**Exercise goal:** With the first line as the start and the line containing "building shown above." as the end, write out every line of the records exactly.

**Records provided:**
== Segment start ==

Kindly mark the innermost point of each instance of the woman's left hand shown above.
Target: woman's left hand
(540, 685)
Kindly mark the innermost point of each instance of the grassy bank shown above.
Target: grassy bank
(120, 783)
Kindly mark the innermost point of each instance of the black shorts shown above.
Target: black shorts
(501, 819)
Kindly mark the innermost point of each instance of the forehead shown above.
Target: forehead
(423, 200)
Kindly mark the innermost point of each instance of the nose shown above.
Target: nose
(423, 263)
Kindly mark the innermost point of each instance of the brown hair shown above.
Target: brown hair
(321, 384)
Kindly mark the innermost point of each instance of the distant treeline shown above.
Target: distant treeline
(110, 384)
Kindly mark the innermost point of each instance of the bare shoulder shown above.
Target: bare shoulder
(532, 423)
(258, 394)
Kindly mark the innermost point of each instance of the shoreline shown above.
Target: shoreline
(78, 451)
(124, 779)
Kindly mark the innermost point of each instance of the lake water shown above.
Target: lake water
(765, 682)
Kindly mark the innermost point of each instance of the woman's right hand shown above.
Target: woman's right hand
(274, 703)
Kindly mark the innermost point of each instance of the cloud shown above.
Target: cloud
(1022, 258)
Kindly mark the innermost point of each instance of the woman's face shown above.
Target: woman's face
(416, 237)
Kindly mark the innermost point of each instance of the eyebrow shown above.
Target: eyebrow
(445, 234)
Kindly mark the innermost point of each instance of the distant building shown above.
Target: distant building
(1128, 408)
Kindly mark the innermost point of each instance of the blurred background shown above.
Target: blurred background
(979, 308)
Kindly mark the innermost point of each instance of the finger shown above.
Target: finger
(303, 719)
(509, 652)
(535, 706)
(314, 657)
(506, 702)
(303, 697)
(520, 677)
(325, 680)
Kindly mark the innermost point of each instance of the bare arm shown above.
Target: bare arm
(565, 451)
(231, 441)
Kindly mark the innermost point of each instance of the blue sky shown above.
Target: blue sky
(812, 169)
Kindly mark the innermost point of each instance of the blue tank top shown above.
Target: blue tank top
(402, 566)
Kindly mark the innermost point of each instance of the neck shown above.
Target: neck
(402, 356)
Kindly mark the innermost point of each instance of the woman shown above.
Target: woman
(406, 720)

== Segment end ==

**Response to this task:**
Kindly mark the innermost point of each instance of the woman's left hand shown above.
Target: woman's left hand
(540, 685)
Kindly mark the innermost point of each instance of the grassy bank shown above.
Target: grassy bank
(120, 783)
Kindly mark the innermost point of each instance of the black shorts shown above.
Target: black shorts
(501, 819)
Kindly mark the innermost point of each instance of the forehead shown above.
Target: forehead
(423, 200)
Kindly mark the innermost point of each instance of the nose shown above.
Target: nose
(423, 263)
Kindly mark the innermost point of each instance of the brown hair shown above.
Target: brown hair
(321, 384)
Kindly mark the innermost point of each instance of the distant treeline shown above.
Target: distant treeline
(110, 384)
Kindly mark the innermost point of each instance of the bare shoulder shown above.
Target: bare shoulder
(532, 423)
(258, 394)
Kindly mark the innermost point of each instance of the shoreline shown above.
Target: shoreline
(78, 451)
(124, 779)
Kindly mark the innermost point of each instance of the lake water shown above.
Target: lake water
(765, 682)
Kindly mark the innermost point of each instance of the woman's right hand shown above.
Target: woman's right hand
(274, 703)
Kindly mark the innermost point of each instance of the cloud shown above.
Target: cloud
(1022, 258)
Kindly mark the innermost point of each instance of the woman's face shown above.
Target: woman's face
(416, 237)
Kindly mark the innermost point of each instance of the eyebrow shown above.
Target: eyebrow
(445, 234)
Kindly mark the innermost point of each instance of the distant building shown above.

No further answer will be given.